_THE TASK:_
Please print every line of the material below exactly.
◆ ◆ ◆ ◆ ◆
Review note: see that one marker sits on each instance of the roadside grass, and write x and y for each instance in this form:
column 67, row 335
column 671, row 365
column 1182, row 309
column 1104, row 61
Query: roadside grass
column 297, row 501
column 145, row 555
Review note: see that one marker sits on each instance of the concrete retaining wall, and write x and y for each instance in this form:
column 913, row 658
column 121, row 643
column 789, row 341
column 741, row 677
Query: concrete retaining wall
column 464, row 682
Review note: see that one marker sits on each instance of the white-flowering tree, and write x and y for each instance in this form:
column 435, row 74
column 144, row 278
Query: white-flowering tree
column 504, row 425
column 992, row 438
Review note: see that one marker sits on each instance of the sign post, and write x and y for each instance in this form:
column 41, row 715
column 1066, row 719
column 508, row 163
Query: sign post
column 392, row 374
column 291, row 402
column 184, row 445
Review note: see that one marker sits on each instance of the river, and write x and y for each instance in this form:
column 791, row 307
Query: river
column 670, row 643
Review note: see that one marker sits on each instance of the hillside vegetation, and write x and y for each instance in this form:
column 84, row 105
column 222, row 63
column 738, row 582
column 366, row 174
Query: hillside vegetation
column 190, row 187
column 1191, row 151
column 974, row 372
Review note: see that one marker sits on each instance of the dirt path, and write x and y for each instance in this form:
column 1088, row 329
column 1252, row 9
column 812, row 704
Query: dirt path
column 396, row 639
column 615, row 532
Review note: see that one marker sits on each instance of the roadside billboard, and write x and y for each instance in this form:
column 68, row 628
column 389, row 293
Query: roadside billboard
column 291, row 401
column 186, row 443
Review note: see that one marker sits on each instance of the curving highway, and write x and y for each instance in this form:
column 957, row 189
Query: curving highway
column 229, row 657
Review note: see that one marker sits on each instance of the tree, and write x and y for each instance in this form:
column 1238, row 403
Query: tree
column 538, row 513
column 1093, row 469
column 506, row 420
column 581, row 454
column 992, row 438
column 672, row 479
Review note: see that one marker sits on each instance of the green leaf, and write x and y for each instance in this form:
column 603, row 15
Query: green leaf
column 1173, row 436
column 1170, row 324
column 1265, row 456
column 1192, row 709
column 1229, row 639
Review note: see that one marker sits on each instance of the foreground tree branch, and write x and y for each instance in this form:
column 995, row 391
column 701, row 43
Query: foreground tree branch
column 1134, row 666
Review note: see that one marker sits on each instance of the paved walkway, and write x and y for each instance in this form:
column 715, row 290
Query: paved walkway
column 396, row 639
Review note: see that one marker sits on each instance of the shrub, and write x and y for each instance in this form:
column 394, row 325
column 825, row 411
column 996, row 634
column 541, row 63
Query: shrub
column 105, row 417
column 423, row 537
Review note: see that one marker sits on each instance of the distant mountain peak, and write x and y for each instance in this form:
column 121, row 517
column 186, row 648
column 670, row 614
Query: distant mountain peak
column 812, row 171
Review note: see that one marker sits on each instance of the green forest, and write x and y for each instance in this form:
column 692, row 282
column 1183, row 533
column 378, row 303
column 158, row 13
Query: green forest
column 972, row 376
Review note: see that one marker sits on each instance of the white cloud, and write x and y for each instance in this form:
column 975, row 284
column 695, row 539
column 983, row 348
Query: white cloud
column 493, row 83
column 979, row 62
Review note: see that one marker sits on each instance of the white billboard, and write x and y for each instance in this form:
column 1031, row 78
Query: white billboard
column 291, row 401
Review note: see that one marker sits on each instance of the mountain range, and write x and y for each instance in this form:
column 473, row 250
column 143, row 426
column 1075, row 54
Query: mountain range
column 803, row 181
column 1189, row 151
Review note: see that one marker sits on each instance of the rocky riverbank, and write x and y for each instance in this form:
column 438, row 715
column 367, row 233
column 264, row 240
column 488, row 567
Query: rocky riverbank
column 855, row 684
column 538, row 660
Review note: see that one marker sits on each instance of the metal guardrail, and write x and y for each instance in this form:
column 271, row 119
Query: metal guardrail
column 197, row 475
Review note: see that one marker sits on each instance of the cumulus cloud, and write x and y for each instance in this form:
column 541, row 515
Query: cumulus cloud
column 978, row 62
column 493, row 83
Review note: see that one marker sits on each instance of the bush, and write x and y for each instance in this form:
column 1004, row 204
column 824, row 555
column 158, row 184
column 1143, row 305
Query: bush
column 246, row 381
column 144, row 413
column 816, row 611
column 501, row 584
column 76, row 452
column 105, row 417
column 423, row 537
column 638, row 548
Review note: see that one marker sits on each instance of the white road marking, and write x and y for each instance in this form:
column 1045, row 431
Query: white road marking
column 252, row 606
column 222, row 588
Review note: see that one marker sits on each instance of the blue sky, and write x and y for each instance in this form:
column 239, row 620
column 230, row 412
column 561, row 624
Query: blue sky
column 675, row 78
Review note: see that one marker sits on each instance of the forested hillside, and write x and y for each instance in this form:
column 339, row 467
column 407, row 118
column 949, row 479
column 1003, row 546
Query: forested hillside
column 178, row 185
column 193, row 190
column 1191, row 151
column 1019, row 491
◆ ◆ ◆ ◆ ◆
_OUTPUT OF THE TASK:_
Review note: see that one marker sits on each instance of the roadside grass, and write x and y for each instance in this form:
column 67, row 335
column 671, row 365
column 1182, row 309
column 1104, row 61
Query: roadside grass
column 297, row 501
column 145, row 555
Review note: see that one marker sits on each instance of the concrete retaining wall, and write x and y for each instance in this form:
column 913, row 658
column 121, row 643
column 789, row 341
column 741, row 677
Query: concrete retaining wall
column 464, row 682
Review note: see that one marker sits on each instance of the white-flowering tree, and write x and y for each instance in this form:
column 435, row 74
column 144, row 278
Query: white-flowering tree
column 504, row 425
column 992, row 438
Review note: see that one marker sits on each instance of the sign post, and write x and y for each instance in this form:
column 41, row 715
column 1066, row 719
column 508, row 163
Query: sign post
column 392, row 374
column 291, row 402
column 184, row 445
Review note: see that one marker sits on each instance of the river, and write x and y for each instance in this form:
column 791, row 307
Query: river
column 670, row 643
Review note: see that one marker sits on each instance of the hillside vegetation, and write x and y for each instance in this form:
column 84, row 105
column 222, row 63
column 738, row 582
column 366, row 174
Query: hillside vegetation
column 190, row 187
column 1191, row 151
column 974, row 372
Review note: see that one marker sits on each instance of the dirt path, and write x and y for each instance in this form:
column 1088, row 329
column 1252, row 9
column 812, row 704
Query: dirt path
column 396, row 639
column 615, row 532
Review note: see that one marker sits on each instance of the roadside billboard, and write x and y for each instance in this form:
column 68, row 628
column 389, row 293
Query: roadside billboard
column 291, row 401
column 186, row 443
Review note: see that one marker sits on each instance of the curving highway, and write x and y for each instance in this form:
column 957, row 189
Query: curving highway
column 229, row 657
Review note: see that one marker sits on each instance of the tree, and write x and y for each instance in this form:
column 1238, row 403
Query: tree
column 538, row 513
column 1093, row 469
column 506, row 420
column 581, row 454
column 992, row 438
column 672, row 479
Review note: see that one marker sits on each instance of the green leaf, and write x and y for each instance in this form:
column 603, row 15
Query: green leaf
column 1173, row 436
column 1170, row 324
column 1265, row 456
column 1192, row 709
column 1229, row 639
Review note: see that one marker sits on each instance of the foreground tree branch, and write x and y for each instance in this form:
column 995, row 391
column 701, row 43
Query: foreground tree branch
column 1134, row 666
Review note: see that one marker sits on each instance of the paved walkway, and write x and y for each instance in this form:
column 715, row 290
Query: paved walkway
column 396, row 639
Review note: see that one marker sits on each instance of the shrub, and write x and y for each instance in this form:
column 394, row 325
column 825, row 411
column 996, row 634
column 541, row 63
Query: shrub
column 105, row 417
column 423, row 537
Review note: see that one marker sits on each instance of the distant mountain peak, and write x and y for each instance in this form:
column 121, row 517
column 186, row 648
column 670, row 614
Query: distant mountain peak
column 812, row 171
Review note: see that one marker sits on each instance of the green forest, and write x and y for each instance in this form:
column 692, row 282
column 1183, row 533
column 378, row 303
column 158, row 13
Query: green forest
column 972, row 376
Review note: see that one marker sits on each instance of the white cloud, and write x and y for each instance in this form:
column 975, row 284
column 695, row 539
column 983, row 348
Query: white cloud
column 493, row 83
column 979, row 62
Review note: see that one marker sits on each instance of the white billboard, and write x and y for each instance in this form:
column 1031, row 78
Query: white billboard
column 291, row 401
Review note: see that one marker sits on each instance of the mountain range, and write x and y for each instance in this form:
column 473, row 250
column 143, row 426
column 1075, row 54
Query: mountain range
column 803, row 181
column 1189, row 151
Review note: see that one marker sits on each instance of the rocky riverbank, and write x and y for each instance in this form:
column 438, row 715
column 367, row 233
column 264, row 240
column 488, row 567
Query: rocky riverbank
column 855, row 684
column 538, row 660
Review note: see that one marker sits on each instance of the metal guardrail, and write x and y for each instance in this form:
column 271, row 119
Query: metal guardrail
column 197, row 475
Review note: see that one marker sits on each instance of the cumulus cloud, and write x and y for each instance in this form:
column 541, row 515
Query: cumulus cloud
column 978, row 62
column 493, row 83
Review note: see that one marker sits on each instance of the bush, and write x and y for each instance in this form:
column 1004, row 204
column 824, row 555
column 158, row 184
column 1143, row 305
Query: bush
column 246, row 381
column 144, row 413
column 816, row 611
column 501, row 584
column 76, row 452
column 105, row 417
column 423, row 537
column 638, row 548
Review note: see that one marker sits on each instance of the white road marking, and write x and y for each instance in this form:
column 1045, row 431
Query: white road marking
column 252, row 606
column 222, row 588
Review note: see that one marker sits on each instance of the blue sky, and write x and y for each instance in this form:
column 239, row 620
column 230, row 412
column 561, row 624
Query: blue sky
column 675, row 78
Review note: see that one marker sits on each instance of the forested hillside, and write x and y for each instance in this form:
column 339, row 467
column 407, row 118
column 949, row 479
column 1003, row 546
Query: forested hillside
column 178, row 185
column 193, row 190
column 1191, row 151
column 1019, row 491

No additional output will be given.